= Görev tanımı =
Yargıtay kararındaki "TÜRK MİLLETİ ADINA" sözleriyle başlayıp "hasren yapılması gerekmektedir." sözlerine kadar süren kısmı hiçbir değişiklik yapmadan yeniden yazın.

= Belge bölümü =
---
Dosya Yargıtay Birinci Başkanlığına gönderilmekle, Yargıtay Ceza Genel Kurulunca okundu, gereği konuşulup düşünüldü.
TÜRK MİLLETİ ADINA
CEZA GENEL KURULU KARARI
Yargıtay C.Başsavcılığı itirazının kapsamı itibarıyla, Genel Kurul"daki incelemenin sanık B...... E...... hakkındaki beraat hükmüne hasren yapılması gerekmektedir.
06.02.2005 tarihinde saat 17.40 sıralarında, Ankara, Eskişehir Yolu 10. kilometrede meydana gelen ve sürücülerden S.... H........ ile onun kullandığı Opel marka 06 AKN 16 plakalı otomobilde bulunan yolculardan İ... H.........ve H....... H........."nun, bu otonun karşı yola geçişi üzerine çarpıştığı sürücü P.... T...."in kullandığı 06 V.. .1 plakalı otomobilde bulunan İ..... T...."in ölümü, bunun yanında; sürücü P.... T.... ile onun otomobilinde bulunan yolculardan veZ.....T...."in de yaralanması, 06 A...16 plakalı otonun bilahare karşı yolda seyir halinde olan C..... Ç..... yönetimindeki 0..J 1052 plakalı münibüse çarpıp yol dışındaki taşlar üzerine savrularak durması bitiminde sonuçlanan olayla ilgili olarak hayatta kalan sürücüler P.... T.... ve C..... Ç..... ile yol yapım firması sorumlu mühendisi B...... E...... hakkında açılan kamu davaları sonunda her üç sanığın da kusurları bulunmadığından bahisle beraatlerine hükmedilmiş ve anılan hükümler açılan temyiz davası kapsamında Özel Dairece onanmak suretiyle kesinleşmiştir.
---
= Verilen bilgiler =
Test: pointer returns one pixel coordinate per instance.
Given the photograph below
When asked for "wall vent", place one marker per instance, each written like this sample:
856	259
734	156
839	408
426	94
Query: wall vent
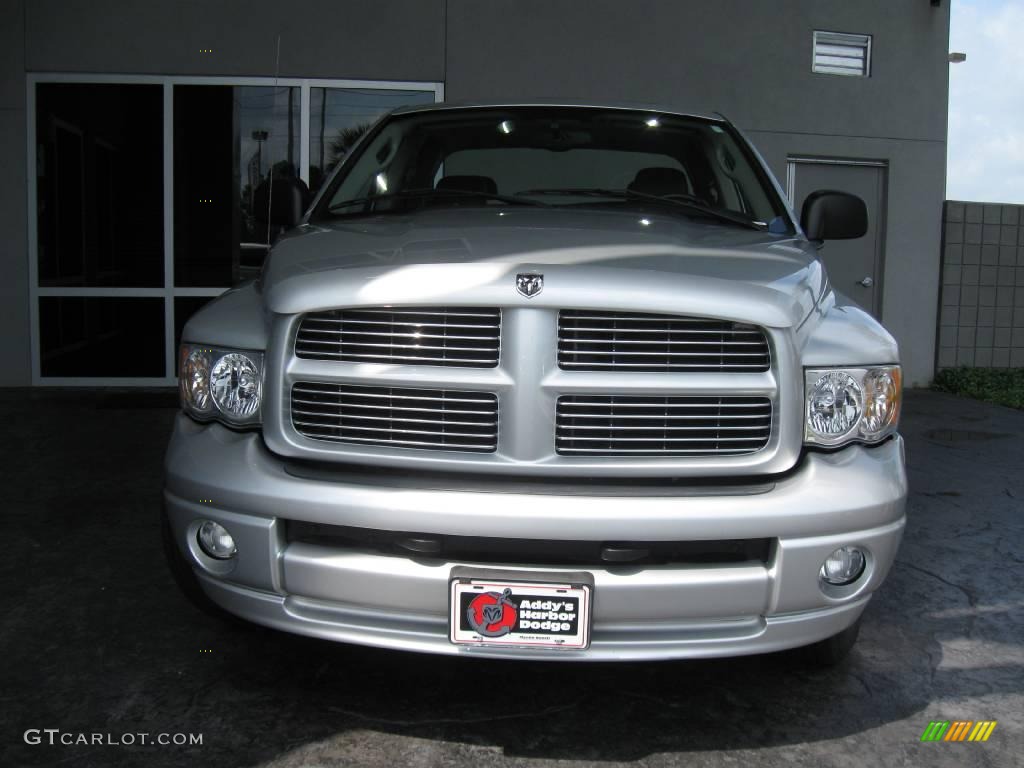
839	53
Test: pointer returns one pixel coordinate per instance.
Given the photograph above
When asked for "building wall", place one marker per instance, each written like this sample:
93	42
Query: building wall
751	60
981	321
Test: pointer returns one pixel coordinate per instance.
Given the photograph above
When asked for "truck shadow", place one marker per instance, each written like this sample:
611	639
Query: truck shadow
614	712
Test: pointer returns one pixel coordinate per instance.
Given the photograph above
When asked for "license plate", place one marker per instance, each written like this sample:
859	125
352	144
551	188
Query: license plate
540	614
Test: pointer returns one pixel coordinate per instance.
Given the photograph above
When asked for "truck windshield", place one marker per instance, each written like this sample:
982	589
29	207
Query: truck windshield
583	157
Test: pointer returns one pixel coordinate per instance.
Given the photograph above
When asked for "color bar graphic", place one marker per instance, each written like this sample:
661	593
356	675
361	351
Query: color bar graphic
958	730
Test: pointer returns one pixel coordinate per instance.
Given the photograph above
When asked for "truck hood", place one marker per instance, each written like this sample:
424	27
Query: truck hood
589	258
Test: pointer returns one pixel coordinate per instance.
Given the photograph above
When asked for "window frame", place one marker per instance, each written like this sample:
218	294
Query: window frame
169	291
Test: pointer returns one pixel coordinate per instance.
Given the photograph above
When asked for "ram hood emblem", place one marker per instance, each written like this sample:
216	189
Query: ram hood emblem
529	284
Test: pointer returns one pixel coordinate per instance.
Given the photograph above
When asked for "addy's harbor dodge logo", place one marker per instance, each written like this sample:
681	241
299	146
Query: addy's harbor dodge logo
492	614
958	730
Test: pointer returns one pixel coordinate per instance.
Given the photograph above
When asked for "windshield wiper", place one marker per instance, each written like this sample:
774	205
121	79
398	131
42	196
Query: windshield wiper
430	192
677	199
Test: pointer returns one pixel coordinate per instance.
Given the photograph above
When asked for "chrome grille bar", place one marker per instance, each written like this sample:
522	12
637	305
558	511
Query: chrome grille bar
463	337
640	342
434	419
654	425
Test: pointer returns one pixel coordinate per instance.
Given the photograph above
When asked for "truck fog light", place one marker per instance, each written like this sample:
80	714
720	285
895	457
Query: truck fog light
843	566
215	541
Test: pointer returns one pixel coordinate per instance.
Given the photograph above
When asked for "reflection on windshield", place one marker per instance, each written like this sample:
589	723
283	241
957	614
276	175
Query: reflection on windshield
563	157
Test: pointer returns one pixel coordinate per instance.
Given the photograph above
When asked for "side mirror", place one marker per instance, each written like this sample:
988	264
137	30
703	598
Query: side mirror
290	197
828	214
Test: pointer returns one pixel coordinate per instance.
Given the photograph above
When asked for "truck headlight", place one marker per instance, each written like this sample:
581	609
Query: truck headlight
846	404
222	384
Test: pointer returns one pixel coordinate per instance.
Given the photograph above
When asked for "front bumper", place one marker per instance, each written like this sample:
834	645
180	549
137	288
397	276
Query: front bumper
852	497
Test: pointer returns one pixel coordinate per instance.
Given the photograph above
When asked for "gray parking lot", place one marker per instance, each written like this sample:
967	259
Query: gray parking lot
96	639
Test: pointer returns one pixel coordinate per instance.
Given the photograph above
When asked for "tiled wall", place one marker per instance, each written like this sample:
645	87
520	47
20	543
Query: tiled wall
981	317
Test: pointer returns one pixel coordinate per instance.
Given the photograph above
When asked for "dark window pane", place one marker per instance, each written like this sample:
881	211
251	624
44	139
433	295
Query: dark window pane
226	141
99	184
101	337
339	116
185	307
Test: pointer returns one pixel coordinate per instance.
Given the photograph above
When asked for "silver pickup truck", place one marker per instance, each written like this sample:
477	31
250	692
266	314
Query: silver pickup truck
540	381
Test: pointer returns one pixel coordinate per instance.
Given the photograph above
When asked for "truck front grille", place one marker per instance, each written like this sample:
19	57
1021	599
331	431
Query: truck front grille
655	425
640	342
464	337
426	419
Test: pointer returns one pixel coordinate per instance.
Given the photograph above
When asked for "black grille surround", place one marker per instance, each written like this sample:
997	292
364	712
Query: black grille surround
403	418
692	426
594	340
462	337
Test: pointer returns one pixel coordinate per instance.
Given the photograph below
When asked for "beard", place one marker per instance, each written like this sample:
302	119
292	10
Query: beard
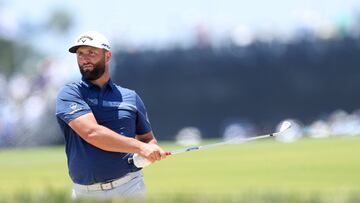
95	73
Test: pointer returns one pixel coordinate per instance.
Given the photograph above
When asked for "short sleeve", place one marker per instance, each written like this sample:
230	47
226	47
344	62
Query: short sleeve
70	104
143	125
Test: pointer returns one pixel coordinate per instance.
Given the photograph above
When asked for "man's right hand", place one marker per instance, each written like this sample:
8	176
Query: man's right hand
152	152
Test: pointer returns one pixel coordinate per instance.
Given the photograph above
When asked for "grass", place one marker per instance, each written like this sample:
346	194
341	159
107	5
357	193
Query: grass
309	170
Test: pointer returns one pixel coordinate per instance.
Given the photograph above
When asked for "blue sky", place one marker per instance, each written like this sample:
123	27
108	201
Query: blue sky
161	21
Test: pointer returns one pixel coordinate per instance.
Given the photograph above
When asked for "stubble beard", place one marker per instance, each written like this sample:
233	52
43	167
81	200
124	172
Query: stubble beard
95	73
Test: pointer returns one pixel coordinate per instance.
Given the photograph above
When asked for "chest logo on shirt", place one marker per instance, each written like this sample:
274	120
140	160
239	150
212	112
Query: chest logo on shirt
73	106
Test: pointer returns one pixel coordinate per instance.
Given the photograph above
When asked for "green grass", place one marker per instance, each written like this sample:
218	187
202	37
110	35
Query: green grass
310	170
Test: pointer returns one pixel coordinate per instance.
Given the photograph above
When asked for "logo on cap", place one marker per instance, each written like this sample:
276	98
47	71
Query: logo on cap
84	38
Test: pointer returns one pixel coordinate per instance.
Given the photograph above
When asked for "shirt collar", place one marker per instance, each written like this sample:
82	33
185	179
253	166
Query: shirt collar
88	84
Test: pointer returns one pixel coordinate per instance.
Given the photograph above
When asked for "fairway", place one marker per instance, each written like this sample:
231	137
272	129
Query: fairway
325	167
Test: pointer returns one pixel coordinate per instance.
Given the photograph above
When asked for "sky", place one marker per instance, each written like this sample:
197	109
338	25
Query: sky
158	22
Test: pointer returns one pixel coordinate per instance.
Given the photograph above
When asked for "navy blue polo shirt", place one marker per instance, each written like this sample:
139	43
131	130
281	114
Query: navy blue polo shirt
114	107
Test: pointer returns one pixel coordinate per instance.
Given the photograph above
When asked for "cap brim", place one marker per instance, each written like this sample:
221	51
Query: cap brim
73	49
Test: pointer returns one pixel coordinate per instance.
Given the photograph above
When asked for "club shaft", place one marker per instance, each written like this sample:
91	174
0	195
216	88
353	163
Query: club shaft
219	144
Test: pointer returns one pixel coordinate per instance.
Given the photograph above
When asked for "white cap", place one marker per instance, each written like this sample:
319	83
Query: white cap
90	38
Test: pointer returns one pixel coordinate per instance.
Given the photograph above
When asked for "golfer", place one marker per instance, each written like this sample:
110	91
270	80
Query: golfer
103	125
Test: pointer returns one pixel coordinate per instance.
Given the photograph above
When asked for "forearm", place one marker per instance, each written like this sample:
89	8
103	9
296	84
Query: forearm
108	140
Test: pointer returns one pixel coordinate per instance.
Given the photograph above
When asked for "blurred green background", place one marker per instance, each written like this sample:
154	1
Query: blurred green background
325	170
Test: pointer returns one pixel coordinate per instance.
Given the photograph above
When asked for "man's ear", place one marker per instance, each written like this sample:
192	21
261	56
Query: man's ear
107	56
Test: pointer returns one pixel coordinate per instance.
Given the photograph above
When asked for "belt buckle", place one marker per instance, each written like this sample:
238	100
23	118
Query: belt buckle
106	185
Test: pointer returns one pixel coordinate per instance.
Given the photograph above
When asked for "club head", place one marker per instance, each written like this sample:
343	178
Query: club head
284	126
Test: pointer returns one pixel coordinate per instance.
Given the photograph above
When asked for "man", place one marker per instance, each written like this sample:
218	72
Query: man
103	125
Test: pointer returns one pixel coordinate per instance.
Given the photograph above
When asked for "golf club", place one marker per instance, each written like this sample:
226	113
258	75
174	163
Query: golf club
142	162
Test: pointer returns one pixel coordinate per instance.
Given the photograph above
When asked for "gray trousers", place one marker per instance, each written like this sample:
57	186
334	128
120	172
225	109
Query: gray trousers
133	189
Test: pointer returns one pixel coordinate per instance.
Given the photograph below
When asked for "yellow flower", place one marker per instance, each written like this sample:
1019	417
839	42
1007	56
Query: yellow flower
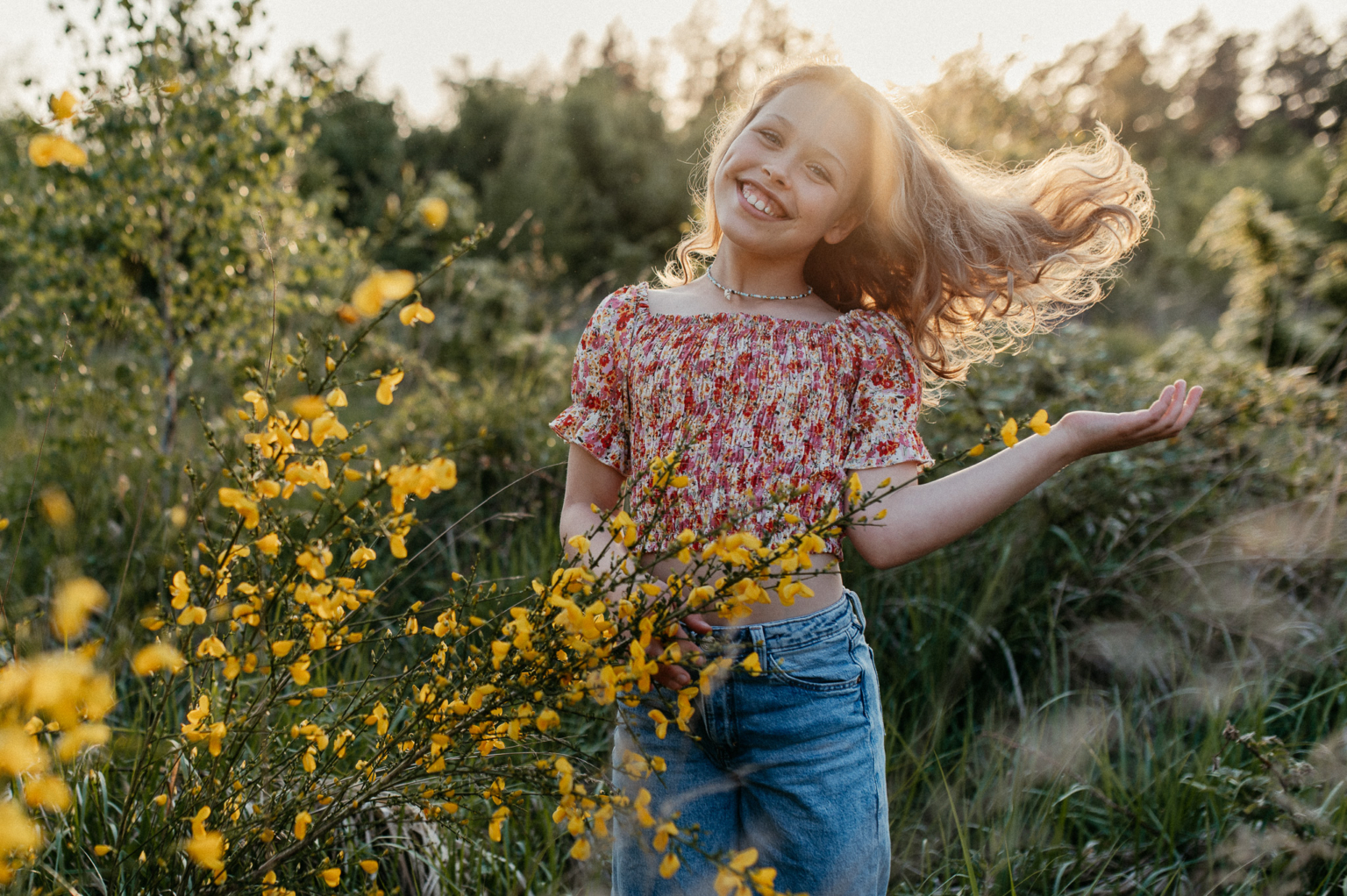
---
= Yanıt =
TÜRK MİLLETİ ADINA
CEZA GENEL KURULU KARARI
Yargıtay C.Başsavcılığı itirazının kapsamı itibarıyla, Genel Kurul"daki incelemenin sanık B...... E...... hakkındaki beraat hükmüne hasren yapılması gerekmektedir.